* What is being asked: Collect each line in the entries below that contains the word "square", and copy every such line in full.

— begin Data for processing —

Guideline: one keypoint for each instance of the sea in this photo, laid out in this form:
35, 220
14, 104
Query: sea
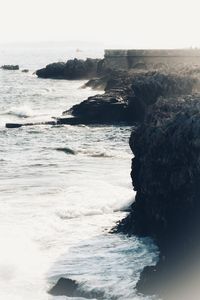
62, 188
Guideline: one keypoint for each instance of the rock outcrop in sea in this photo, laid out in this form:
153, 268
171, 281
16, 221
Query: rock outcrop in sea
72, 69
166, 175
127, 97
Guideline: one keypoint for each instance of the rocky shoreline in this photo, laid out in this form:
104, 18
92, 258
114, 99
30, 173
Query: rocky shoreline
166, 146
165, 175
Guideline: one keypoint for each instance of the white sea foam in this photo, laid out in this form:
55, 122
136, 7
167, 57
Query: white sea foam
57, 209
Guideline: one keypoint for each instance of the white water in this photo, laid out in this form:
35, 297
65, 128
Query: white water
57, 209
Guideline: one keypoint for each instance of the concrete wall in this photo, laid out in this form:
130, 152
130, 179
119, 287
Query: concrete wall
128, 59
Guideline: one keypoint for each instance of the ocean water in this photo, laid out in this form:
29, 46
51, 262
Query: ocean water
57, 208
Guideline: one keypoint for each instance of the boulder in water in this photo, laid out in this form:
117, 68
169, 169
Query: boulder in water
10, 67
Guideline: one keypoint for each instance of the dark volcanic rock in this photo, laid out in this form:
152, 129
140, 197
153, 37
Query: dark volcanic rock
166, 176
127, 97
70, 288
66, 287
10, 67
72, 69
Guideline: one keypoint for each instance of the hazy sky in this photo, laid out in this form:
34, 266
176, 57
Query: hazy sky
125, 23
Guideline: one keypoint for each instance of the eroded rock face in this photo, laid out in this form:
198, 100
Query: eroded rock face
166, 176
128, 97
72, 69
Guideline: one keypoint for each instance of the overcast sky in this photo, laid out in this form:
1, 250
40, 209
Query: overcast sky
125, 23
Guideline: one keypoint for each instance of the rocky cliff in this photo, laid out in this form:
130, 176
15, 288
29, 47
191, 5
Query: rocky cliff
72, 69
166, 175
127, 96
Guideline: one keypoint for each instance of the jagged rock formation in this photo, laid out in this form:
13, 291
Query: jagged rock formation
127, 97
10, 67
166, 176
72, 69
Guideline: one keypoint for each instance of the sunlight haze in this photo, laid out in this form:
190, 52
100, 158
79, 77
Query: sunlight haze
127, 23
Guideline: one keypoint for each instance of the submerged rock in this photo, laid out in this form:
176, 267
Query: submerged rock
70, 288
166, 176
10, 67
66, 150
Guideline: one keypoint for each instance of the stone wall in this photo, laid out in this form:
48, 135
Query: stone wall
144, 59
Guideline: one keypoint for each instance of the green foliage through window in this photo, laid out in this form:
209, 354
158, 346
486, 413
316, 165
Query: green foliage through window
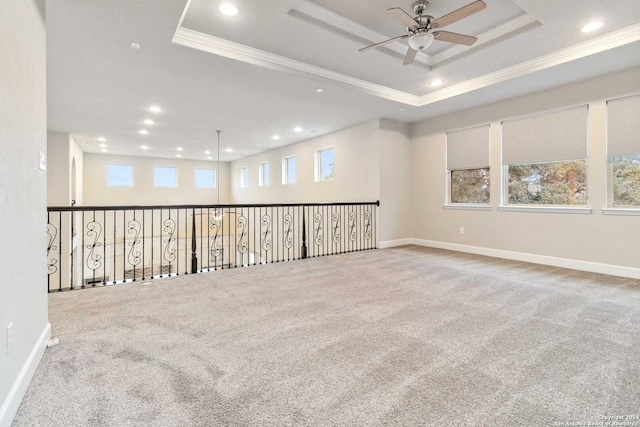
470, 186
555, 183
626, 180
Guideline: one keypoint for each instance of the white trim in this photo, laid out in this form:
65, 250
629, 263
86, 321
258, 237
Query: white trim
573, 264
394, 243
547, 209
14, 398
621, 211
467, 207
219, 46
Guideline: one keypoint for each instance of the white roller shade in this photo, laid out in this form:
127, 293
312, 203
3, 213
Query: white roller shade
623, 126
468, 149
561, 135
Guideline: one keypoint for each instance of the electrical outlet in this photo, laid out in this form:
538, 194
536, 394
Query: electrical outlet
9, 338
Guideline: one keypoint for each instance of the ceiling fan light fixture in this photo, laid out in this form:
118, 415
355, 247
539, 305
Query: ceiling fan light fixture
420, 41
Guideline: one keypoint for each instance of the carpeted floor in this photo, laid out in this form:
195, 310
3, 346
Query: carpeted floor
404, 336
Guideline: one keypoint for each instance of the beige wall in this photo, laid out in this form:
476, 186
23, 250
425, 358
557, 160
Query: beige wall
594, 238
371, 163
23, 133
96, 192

— end Data for processing —
— begin Data for processing —

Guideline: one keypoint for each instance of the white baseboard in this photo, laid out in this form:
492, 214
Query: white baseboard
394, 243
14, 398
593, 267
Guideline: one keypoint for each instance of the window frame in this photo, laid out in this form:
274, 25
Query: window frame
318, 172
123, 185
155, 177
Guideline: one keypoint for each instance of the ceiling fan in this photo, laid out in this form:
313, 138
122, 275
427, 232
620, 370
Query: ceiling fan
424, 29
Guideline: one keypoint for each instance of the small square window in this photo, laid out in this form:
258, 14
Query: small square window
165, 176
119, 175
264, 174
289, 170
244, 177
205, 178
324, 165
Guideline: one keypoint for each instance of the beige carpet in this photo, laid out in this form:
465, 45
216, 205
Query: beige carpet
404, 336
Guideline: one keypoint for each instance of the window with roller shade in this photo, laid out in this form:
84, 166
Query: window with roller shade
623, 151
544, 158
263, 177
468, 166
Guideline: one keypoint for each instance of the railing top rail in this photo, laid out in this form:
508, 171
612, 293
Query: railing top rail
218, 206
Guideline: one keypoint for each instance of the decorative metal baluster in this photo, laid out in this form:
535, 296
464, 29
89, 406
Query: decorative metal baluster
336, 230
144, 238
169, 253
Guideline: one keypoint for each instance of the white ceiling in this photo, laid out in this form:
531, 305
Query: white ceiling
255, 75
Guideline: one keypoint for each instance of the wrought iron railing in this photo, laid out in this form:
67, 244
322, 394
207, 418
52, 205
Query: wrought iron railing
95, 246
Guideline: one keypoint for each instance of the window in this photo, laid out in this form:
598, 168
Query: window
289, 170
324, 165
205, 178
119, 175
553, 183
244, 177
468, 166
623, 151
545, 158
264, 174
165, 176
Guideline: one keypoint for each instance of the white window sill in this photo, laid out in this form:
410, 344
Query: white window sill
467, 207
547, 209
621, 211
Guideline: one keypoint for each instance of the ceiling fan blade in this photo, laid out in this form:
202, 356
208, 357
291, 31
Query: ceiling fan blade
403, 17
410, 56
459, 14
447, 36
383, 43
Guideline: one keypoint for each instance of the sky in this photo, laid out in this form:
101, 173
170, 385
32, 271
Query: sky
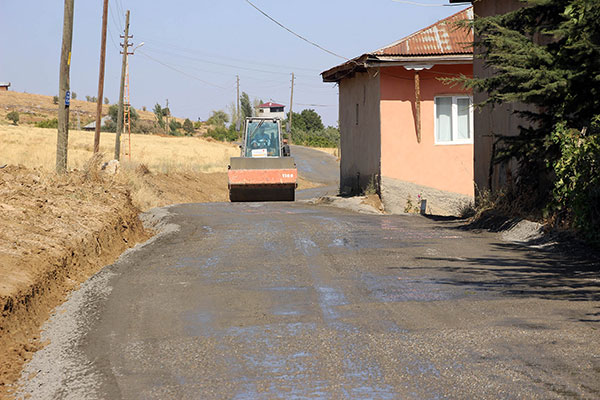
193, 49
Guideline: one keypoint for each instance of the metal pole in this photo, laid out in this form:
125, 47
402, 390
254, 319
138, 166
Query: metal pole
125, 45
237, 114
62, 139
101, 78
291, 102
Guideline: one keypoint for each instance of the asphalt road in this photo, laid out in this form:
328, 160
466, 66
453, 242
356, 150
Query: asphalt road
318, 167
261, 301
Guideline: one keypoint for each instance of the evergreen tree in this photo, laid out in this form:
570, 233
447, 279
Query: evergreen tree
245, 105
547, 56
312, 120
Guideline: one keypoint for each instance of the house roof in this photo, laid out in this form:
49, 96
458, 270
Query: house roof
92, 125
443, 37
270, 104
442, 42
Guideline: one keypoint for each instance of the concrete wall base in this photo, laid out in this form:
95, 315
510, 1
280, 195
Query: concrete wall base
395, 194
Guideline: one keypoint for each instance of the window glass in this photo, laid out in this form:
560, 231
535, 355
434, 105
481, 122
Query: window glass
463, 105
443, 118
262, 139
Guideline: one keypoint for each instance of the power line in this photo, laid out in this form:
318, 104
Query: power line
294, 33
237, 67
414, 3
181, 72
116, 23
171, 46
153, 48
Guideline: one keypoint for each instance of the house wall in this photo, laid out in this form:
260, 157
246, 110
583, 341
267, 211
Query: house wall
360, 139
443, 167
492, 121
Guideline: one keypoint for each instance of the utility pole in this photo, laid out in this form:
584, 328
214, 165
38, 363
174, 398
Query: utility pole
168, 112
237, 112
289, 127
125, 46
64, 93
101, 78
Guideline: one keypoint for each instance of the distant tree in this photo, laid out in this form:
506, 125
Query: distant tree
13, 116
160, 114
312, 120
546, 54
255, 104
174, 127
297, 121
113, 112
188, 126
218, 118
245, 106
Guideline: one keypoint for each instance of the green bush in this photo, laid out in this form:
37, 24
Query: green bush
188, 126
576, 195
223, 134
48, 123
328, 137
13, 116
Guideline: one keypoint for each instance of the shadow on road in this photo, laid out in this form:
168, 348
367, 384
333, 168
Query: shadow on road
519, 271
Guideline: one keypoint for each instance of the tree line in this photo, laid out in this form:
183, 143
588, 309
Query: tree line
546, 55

— end Data for processing —

* Written response:
Guideline: one keypoint for each instance of the small square window in this photo, laid out in this form:
Query: small square window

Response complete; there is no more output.